*** Data excerpts ***

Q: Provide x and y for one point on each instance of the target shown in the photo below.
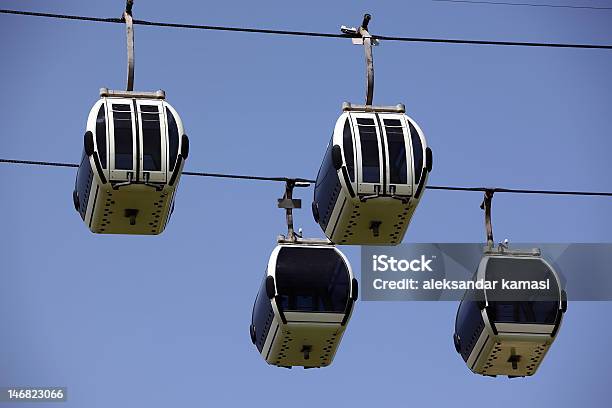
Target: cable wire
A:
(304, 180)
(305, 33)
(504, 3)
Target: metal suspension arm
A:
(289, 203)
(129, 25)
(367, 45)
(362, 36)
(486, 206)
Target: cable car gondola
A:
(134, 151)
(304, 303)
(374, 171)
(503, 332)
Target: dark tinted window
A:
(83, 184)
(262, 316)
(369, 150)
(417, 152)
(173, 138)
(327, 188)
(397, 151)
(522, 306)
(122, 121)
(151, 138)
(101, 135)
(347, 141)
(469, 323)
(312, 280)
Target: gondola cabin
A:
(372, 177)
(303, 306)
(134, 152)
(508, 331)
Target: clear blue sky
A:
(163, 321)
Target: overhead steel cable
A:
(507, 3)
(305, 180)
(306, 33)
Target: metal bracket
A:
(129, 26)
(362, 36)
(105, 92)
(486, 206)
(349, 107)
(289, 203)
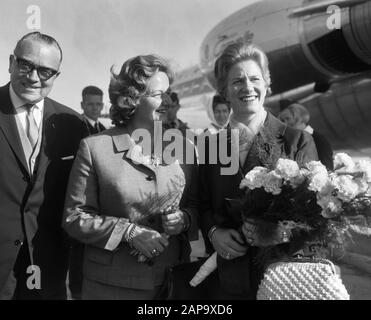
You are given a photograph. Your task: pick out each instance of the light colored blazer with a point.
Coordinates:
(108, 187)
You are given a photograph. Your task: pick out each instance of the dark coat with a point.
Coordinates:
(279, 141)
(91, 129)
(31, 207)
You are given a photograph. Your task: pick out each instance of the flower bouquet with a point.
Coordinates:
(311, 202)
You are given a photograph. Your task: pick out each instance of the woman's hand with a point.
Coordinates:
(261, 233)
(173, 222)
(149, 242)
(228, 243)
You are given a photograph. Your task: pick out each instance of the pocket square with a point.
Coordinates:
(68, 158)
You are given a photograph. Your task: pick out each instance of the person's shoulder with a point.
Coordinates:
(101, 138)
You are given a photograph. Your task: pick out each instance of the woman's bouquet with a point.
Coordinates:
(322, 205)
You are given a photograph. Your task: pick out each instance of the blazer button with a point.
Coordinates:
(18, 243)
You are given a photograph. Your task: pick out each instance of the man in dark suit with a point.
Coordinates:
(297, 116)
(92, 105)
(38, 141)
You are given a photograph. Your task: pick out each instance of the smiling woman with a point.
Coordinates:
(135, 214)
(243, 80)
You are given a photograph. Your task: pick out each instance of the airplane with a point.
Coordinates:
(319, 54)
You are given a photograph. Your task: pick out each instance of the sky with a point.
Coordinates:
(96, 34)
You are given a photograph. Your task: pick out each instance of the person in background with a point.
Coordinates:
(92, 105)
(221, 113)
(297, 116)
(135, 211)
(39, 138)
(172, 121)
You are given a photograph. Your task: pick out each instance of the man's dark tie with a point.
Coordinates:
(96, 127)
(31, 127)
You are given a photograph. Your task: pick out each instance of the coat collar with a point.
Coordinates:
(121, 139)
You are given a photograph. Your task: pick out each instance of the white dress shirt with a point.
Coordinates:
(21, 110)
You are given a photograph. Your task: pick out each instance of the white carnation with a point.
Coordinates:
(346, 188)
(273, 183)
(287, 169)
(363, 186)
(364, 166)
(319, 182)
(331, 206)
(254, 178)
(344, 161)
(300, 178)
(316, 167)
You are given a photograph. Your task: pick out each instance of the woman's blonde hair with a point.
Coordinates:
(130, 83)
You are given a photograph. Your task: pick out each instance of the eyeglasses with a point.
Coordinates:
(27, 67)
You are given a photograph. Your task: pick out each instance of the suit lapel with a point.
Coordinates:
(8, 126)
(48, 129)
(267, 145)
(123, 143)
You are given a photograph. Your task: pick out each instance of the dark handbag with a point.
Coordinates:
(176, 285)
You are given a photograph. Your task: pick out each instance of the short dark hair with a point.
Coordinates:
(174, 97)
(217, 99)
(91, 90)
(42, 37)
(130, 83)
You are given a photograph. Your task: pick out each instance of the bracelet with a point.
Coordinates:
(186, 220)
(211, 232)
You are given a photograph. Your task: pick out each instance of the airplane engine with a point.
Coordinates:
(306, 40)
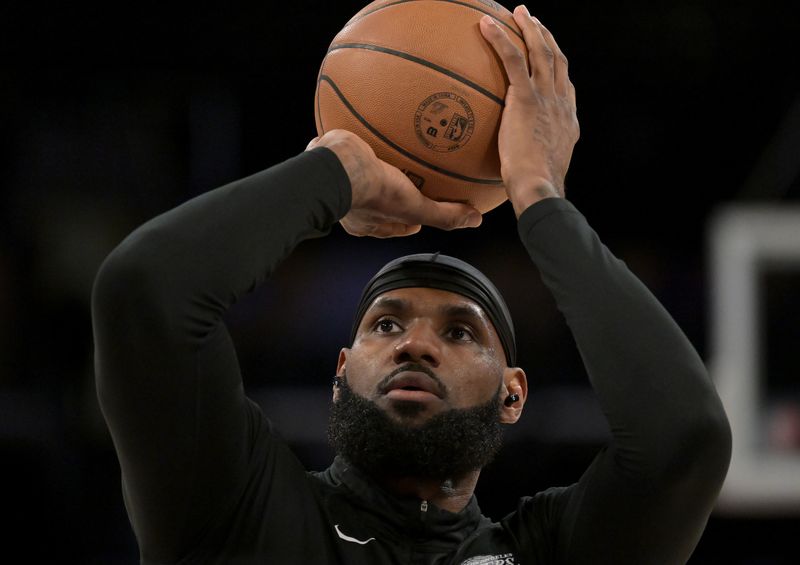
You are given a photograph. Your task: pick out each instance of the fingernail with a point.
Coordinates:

*** End of Data excerpts ***

Your goal:
Scan the material above for the string "hair" and report each line where you find it.

Written answer:
You are given a photograph. Your task: pick out each instance of the woman's blonde hair with a point.
You are given a photograph. Your task: pick out each instance of the short dark hair with a point.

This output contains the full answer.